• _Data section_
***

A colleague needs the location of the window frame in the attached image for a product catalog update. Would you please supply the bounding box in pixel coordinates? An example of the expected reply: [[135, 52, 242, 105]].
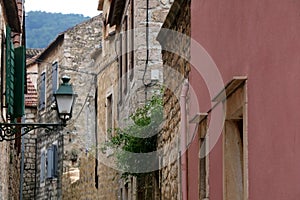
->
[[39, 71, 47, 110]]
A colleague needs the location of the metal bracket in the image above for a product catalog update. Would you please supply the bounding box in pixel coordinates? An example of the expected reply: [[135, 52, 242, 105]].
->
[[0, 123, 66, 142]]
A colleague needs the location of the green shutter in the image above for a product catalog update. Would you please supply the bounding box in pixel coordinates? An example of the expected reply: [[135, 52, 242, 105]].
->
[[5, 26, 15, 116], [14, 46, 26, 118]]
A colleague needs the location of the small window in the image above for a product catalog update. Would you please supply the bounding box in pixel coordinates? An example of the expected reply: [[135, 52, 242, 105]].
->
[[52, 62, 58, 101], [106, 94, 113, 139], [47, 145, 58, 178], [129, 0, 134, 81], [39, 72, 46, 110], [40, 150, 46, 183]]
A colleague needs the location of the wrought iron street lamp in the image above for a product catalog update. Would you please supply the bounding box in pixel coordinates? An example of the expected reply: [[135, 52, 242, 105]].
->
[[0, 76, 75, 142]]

***

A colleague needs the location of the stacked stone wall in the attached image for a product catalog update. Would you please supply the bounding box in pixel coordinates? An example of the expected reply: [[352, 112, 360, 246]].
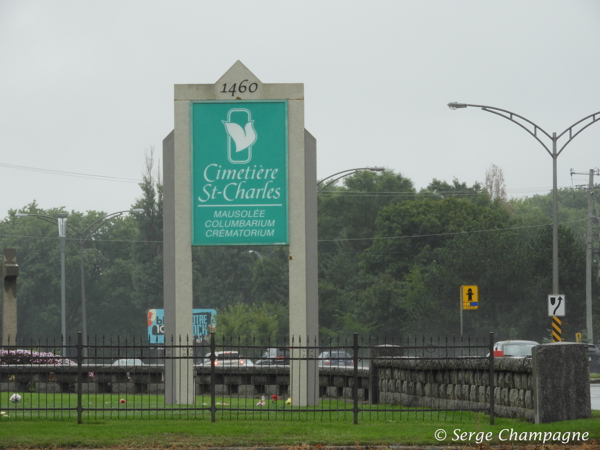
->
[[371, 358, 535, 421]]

***

• _Prompt_
Output the lines between the one containing "A colleague needs the location of the window" and the one containing "[[39, 71, 47, 110]]", inclusive, as a numbered list without blank lines, and leave out the picture.

• _Written response_
1. A colleague needs the location of the window frame in the attached image for a product catalog update. Would you please supply the bounding box in pixel coordinates? An example of the expected reply: [[135, 52, 242, 105]].
2. ->
3. [[39, 71, 47, 110]]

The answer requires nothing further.